Detection annotation records:
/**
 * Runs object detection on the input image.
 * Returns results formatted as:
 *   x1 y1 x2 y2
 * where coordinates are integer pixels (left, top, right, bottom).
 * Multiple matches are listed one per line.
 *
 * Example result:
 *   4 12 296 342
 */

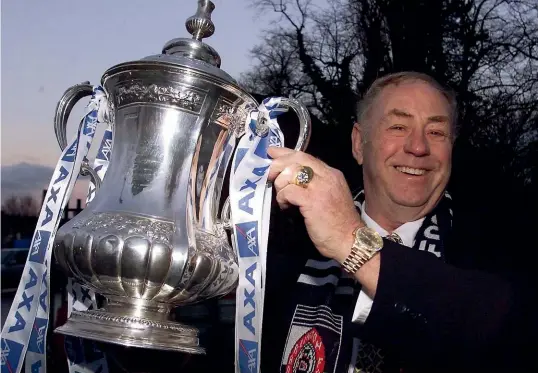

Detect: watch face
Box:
357 227 383 250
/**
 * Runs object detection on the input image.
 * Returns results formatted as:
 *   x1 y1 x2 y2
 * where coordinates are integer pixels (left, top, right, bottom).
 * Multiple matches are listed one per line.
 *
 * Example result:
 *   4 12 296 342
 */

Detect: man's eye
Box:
430 131 447 137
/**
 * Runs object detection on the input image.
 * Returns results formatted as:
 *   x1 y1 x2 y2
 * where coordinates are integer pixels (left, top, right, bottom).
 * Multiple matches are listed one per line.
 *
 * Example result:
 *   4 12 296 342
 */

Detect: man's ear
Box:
351 123 363 165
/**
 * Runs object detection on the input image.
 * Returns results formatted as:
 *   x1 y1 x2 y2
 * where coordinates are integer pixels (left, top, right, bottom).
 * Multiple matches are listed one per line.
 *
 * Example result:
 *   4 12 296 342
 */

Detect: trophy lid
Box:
134 0 237 85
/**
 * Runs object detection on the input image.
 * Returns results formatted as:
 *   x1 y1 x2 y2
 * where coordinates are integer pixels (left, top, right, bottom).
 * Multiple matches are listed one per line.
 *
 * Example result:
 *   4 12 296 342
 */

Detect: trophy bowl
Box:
54 0 310 354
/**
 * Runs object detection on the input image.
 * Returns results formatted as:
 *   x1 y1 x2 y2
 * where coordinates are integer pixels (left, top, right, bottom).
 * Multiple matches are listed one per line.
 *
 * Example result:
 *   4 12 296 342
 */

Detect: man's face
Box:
353 81 453 213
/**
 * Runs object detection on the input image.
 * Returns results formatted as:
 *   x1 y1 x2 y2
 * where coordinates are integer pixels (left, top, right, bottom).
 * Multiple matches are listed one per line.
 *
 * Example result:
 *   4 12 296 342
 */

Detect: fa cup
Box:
54 0 310 353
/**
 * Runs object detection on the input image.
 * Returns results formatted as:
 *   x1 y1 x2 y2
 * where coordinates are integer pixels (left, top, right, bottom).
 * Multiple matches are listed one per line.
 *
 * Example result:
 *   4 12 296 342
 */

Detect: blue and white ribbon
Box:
230 98 286 373
1 87 107 373
64 122 112 373
1 91 286 373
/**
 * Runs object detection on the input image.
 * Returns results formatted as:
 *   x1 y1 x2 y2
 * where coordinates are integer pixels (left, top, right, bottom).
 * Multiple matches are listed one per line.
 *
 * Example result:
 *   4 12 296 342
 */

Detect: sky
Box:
1 0 269 167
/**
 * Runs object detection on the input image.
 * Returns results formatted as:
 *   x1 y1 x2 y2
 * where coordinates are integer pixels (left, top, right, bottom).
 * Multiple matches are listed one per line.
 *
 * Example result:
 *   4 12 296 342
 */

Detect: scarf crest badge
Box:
280 191 453 373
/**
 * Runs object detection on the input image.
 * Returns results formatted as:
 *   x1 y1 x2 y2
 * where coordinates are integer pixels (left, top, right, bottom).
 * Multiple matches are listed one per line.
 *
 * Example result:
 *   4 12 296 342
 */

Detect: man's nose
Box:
404 130 430 157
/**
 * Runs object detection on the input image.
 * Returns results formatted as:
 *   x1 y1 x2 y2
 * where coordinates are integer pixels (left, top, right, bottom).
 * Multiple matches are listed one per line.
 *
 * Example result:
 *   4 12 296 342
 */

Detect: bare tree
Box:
241 0 538 185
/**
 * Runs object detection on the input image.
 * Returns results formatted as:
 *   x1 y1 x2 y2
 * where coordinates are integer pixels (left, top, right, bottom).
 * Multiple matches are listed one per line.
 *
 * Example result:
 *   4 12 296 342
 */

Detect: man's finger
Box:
276 184 308 210
273 163 301 194
267 151 320 181
267 146 297 159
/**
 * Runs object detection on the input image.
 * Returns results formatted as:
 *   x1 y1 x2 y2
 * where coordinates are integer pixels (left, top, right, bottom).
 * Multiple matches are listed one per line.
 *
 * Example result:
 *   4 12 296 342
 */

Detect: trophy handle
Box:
54 81 101 187
280 97 312 151
219 97 312 230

Stated problem
Reproduce the stretch of records from the start through the line containing "357 227 383 250", requests included but pictures omitted. Multiply every box coordinate in the answers by 2.1 and round each to a whole number, halves up, leaving the numbers in the requests and their sample output untouched.

Full answer
/**
 * Runs object detection on the input image.
 * Returns results formatted as:
 *   x1 y1 x2 y2
 * where coordinates are integer pixels (left, top, right, bottom).
 * Multiple matches are listed one per line.
 *
 * Example result:
 *   4 12 296 342
 */


Detect: watch face
Box:
750 477 804 525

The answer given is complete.